After the Sacramento feeds the bottled-water companies, what remains wends its way south, with more diverted directly to farmers and into the State Water Project, which pipes it to drier southern regions. What’s left empties into the delta.

A lack of fresh water, flagging environmental preservation, increasing agricultural needs, and leveed island communities that are seismically unsafe and sinking, all mean the delta is failing as an ecosystem, and has been for some time. Chinook salmon and delta smelt populations are collapsing to such an extent that court orders have halted a percentage of water diversions and salmon fisherman were forced to dock their boats this year. Levees are crumbling, causing islands to flood and raising ire among landowners. Farmers with historic water rights are fiercely protective of them, while environmentalists are lobbying them to use more conservation and efficiency.

Nearly all stakeholders agree that the status quo won’t hold.

The challenge is finding a solution. Ending exports seems impossible, limiting them means massive investments in other resources. No one agrees on what will really save the endangered salmon and smelt or improve conditions for the 700 other native plants and animals.

In 2006, the governor convened a seven-member Delta Vision Blue Ribbon Task Force, which released a strategic plan in October calling for balancing co-equal goals of ecological restoration and water reliability.

The plan also specifically recommended a dual conveyance system similar to what was proposed in a study by the Public Policy Institute of California. It combines some through-delta pumping with a peripheral canal around the delta. PPIC crunched the numbers and determined that the canal was economically better than any of the four options they had weighed.

The peripheral canal idea isn’t new, but it’s been controversial since it was first proposed almost three decades ago. The plan was ushered by then-Gov. Jerry Brown, but defeated by voters in 1982 after a major organizing effort by environmentalists. (Whether voters will cast ballots on it this time remains to be seen, though the Attorney General’s Office, now headed by Brown, has counseled the Department of Water Resources, which is charged with implementing whatever plan is decided upon, that a vote of the people isn’t required.)

▸ **EXTRACTED RECORDS**:
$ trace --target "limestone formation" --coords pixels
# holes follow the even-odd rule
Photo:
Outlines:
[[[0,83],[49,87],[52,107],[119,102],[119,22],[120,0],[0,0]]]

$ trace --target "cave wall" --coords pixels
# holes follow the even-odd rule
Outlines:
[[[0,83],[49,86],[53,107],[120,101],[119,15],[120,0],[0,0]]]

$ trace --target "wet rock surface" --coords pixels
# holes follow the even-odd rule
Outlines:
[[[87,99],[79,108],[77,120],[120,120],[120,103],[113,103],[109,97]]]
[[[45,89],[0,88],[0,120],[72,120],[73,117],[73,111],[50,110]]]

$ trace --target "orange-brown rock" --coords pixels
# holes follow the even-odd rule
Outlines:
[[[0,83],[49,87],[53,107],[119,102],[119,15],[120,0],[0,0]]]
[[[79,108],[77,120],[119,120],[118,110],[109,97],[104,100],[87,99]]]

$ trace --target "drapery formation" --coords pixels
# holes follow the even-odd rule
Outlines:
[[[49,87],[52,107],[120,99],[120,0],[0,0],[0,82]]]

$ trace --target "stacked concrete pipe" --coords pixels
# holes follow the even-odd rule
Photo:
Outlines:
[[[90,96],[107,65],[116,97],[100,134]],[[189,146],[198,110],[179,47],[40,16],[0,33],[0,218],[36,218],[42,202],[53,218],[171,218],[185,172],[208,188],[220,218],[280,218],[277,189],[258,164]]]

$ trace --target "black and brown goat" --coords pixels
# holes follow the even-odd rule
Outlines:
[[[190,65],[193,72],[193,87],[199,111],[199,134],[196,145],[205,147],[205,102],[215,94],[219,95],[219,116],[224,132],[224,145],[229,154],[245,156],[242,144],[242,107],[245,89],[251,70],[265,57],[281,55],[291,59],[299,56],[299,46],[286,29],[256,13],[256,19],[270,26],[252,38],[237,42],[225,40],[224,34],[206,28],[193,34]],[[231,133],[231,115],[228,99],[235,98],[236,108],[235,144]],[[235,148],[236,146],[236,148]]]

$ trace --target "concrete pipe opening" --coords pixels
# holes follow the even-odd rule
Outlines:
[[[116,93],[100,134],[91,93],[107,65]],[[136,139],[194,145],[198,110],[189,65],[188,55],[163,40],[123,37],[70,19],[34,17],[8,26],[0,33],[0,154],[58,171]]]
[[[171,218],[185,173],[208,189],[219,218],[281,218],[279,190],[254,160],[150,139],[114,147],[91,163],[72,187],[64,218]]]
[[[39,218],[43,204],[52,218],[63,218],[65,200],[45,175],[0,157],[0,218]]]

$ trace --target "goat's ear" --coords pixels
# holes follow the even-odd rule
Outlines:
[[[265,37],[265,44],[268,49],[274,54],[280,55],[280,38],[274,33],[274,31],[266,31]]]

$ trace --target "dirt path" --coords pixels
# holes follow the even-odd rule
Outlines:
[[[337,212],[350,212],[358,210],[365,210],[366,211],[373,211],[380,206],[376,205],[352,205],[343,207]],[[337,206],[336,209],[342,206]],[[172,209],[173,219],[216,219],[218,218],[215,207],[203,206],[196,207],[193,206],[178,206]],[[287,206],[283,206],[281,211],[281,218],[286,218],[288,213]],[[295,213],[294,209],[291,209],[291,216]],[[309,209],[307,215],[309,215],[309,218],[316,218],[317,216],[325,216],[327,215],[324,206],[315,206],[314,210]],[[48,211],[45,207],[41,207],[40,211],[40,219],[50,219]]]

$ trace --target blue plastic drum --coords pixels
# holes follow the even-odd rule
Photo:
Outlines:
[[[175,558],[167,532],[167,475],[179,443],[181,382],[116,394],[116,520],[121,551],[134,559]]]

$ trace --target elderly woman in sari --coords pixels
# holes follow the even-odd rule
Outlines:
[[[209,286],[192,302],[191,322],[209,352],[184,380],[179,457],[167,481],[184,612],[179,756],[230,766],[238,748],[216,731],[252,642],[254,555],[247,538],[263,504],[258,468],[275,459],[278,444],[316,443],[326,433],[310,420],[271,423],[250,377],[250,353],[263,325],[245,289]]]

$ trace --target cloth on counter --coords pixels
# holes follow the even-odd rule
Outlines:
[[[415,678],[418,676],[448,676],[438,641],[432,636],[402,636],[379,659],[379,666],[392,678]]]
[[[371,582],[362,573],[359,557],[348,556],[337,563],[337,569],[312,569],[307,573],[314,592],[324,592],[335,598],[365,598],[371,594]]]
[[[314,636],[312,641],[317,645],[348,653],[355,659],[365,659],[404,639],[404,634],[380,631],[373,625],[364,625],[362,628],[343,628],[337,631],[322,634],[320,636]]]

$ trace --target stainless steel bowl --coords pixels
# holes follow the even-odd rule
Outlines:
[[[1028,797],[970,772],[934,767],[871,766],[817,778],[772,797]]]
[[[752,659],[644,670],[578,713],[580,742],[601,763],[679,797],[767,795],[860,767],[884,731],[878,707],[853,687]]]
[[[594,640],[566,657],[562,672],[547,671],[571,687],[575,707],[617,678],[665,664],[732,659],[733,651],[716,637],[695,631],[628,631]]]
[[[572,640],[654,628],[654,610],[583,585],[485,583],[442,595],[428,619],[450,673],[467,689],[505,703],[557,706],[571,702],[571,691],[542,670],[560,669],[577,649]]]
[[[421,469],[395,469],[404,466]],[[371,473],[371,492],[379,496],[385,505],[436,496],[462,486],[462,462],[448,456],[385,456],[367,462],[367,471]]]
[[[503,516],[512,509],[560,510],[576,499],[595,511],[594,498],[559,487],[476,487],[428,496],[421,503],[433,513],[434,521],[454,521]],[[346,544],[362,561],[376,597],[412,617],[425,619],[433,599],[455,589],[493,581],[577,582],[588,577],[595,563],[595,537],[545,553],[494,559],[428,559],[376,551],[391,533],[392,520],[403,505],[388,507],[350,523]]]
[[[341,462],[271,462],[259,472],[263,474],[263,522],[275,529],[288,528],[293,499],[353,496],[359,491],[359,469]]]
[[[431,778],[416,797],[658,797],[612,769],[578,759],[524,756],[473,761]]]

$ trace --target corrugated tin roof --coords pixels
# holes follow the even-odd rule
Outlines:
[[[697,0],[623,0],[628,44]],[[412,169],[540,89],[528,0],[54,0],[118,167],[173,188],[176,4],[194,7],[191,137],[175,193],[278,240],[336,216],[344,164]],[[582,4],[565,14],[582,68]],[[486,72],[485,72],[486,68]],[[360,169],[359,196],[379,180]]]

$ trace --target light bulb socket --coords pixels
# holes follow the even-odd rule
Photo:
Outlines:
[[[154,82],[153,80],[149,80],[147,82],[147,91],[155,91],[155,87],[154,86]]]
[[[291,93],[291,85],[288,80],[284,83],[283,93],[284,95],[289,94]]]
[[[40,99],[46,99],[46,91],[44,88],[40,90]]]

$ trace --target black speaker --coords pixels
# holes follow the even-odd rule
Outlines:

▸ **JOB**:
Which organizations and government offices does the delta water text refer to by proper name, leaving out water projects? The records come from a different source than the text.

▸ **EXPECTED OUTPUT**:
- Delta Vision Blue Ribbon Task Force
- Public Policy Institute of California (PPIC)
- Attorney General's Office
- Department of Water Resources